STATED GOAL 1: Translate this sentence from the rule change notice into Spanish: "The Commission is publishing this notice to solicit comments on the proposed rule change from interested persons."

TEXT SECTION:
** Start **
Pursuant to Section 19(b)(1) of the Securities Exchange Act of 1934 (the “Act”) and Rule 19b-4 thereunder, notice is hereby given that, on January 21, 2022, NYSE American LLC (“NYSE American” or the “Exchange”) filed with the Securities and Exchange Commission (the “Commission”) the proposed rule change as described in Items I, II, and III below, which Items have been prepared by the self-regulatory organization. The Commission is publishing this notice to solicit comments on the proposed rule change from interested persons.

I. Self-Regulatory Organization's Statement of the Terms of Substance of the Proposed Rule Change

The Exchange proposes to amend the NYSE American Options Fee Schedule (“Fee Schedule”) to modify certain Market Maker incentives. The Exchange proposes to implement the fee change effective January 21, 2022. The proposed change is available on the Exchange's website at www.nyse.com,, at the principal office of the Exchange, and at the Commission's Public Reference Room.

The Exchange originally filed to amend the Fee Schedule on December 29, 2021 (SR-NYSEAmer-2021-51), with an effective date of January 3, 2022, then withdrew such filing and amended the Fee Schedule on January 12, 2022 (SR-NYSEAmer-2022-03), which latter filing the Exchange withdrew on January 21, 2022.

II. Self-Regulatory Organization's Statement of the Purpose of, and Statutory Basis for, the Proposed Rule Change

In its filing with the Commission, the self-regulatory organization included statements concerning the purpose of, and basis for, the proposed rule change and discussed any comments it received on the proposed rule change. The text of those statements may be examined at the places specified in Item IV below. The Exchange has prepared summaries, set forth in sections A, B, and C below, of the most significant parts of such statements.

A. Self-Regulatory Organization's Statement of the Purpose of, and the Statutory Basis for, the Proposed Rule Change

1. Purpose

The purpose of this filing is to modify certain incentives available to NYSE American Options Market Makers (“Market Makers”), as set forth below.

Currently, Market Makers are entitled to reduced per contract rates for Electronic options transactions as set forth in Section I.C. of the Fee Schedule, NYSE American Options Market Maker Sliding Scale—Electronic (the “Sliding Scale”). These lower per contract rates are applicable to monthly volume within a given tier (expressed as Market Maker Electronic ADV as a percentage of TCADV), such that the lower per contract rate applies to volume that falls within the range specified for each tier.
** End **
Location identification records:
** Start **
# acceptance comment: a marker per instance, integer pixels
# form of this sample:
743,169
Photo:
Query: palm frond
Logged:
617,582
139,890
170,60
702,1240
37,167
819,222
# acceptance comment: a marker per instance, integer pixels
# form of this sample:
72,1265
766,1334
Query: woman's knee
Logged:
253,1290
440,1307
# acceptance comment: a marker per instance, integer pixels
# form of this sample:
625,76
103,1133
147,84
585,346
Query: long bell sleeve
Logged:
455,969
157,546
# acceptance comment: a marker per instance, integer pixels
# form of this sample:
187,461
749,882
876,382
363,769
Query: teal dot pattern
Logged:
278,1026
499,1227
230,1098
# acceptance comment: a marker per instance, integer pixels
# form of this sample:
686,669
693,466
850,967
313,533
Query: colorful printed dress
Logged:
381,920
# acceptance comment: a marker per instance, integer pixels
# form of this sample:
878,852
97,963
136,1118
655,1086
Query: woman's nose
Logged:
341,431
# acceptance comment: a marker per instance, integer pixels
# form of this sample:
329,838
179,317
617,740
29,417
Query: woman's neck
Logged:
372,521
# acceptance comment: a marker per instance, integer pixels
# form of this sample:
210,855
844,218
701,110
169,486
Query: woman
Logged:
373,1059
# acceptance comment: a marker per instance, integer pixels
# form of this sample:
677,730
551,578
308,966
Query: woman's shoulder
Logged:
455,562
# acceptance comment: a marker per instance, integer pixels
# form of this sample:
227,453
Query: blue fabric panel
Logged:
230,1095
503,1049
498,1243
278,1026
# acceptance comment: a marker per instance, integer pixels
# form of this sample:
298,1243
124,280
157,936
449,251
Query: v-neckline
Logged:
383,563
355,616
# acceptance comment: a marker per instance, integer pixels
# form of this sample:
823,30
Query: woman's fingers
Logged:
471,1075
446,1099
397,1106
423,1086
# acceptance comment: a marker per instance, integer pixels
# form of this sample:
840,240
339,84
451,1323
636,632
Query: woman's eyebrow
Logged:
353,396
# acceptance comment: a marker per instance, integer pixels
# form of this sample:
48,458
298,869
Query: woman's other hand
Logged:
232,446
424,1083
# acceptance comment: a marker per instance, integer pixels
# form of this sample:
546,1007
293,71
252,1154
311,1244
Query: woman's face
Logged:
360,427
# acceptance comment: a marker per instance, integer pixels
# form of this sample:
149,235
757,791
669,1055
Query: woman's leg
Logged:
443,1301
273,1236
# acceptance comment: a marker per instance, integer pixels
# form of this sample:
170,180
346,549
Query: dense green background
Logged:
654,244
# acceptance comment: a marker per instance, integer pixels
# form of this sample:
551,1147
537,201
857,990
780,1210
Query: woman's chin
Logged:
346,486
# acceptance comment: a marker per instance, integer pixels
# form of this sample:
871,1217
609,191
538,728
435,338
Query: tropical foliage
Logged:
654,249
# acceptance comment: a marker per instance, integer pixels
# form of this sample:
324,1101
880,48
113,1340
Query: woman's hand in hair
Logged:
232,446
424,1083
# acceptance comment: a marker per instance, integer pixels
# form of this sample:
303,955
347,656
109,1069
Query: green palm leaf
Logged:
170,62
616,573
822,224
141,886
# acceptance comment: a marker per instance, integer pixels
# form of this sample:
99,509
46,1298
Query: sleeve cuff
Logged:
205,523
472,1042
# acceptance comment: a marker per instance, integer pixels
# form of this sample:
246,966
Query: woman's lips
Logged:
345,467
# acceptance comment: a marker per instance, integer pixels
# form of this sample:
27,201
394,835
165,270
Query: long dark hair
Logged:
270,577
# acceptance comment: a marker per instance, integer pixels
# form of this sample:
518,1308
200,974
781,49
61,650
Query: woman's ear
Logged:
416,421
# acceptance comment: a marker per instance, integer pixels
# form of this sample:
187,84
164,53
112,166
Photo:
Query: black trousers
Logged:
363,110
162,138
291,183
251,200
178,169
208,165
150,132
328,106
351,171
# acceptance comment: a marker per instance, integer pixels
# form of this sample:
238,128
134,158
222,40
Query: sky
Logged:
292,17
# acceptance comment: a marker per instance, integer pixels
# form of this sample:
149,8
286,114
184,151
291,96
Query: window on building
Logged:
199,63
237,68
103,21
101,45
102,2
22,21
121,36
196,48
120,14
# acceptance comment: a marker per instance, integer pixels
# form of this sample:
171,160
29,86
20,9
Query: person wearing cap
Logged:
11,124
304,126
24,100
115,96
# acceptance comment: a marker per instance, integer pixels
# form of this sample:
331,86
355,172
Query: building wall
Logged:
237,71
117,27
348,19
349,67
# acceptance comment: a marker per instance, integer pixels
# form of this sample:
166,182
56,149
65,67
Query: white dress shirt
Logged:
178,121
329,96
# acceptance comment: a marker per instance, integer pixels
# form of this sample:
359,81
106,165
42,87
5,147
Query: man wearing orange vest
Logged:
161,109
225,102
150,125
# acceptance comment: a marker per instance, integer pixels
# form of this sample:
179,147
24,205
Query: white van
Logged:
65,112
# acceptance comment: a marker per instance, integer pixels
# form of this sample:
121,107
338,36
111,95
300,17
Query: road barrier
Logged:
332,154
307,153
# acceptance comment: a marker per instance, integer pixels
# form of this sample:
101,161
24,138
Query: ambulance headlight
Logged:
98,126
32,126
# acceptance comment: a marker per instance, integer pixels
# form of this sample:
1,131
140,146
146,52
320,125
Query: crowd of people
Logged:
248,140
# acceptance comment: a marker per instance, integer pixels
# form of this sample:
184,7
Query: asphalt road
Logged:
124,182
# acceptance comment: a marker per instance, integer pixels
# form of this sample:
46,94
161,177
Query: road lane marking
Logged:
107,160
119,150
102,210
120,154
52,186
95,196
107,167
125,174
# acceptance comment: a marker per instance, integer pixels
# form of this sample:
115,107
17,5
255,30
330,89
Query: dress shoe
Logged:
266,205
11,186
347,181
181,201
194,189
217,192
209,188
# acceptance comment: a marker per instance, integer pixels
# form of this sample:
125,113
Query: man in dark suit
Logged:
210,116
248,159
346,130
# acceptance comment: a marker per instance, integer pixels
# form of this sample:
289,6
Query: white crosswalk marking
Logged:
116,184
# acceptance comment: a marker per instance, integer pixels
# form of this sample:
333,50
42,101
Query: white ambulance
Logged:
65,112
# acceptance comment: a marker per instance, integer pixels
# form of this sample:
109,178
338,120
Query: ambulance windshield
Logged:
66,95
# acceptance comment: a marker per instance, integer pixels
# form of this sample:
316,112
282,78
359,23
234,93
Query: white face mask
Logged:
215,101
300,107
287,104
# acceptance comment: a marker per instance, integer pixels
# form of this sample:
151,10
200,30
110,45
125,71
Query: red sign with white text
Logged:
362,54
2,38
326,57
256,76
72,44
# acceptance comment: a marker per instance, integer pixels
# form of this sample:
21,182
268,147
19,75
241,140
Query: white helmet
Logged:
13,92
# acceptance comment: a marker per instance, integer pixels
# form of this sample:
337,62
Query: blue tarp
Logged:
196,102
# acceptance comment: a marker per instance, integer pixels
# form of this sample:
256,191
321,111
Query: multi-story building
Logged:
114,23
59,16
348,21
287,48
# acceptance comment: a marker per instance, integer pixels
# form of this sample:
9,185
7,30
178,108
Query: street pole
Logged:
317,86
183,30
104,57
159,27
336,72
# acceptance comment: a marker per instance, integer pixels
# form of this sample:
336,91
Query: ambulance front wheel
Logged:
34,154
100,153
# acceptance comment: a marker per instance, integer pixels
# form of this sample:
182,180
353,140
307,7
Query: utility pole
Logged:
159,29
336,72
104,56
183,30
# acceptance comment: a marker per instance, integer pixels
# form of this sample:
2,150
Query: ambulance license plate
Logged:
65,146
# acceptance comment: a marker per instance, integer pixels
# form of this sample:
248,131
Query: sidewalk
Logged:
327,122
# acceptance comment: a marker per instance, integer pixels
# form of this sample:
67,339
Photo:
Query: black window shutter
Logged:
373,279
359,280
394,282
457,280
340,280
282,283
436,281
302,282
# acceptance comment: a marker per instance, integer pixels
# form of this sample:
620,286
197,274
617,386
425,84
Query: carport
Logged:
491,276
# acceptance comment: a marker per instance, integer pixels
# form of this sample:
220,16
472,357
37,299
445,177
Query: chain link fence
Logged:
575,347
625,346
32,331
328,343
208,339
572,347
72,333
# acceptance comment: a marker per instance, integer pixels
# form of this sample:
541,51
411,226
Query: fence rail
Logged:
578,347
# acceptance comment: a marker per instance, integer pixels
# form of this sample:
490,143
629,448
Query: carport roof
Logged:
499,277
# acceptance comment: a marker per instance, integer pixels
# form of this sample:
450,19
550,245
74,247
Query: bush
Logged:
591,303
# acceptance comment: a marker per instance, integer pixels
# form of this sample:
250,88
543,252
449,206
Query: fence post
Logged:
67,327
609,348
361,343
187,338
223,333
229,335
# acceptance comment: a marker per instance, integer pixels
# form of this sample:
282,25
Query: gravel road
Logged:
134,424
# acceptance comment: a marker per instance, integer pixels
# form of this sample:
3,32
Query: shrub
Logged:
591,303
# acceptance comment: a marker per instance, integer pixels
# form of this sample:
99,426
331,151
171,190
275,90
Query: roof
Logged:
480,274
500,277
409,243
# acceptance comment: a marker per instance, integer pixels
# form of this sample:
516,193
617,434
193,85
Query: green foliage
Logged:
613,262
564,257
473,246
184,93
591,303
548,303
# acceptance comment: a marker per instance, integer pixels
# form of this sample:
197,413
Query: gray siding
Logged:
** End **
STATED GOAL 2: Filter the records above, keeping only the lines that contain the string "window".

EXERCISE OUTPUT 1: La Comisión publica este aviso para solicitar comentarios de las personas interesadas sobre el cambio de regla propuesto.

EXERCISE OUTPUT 2:
Query: window on building
Query: black window shutter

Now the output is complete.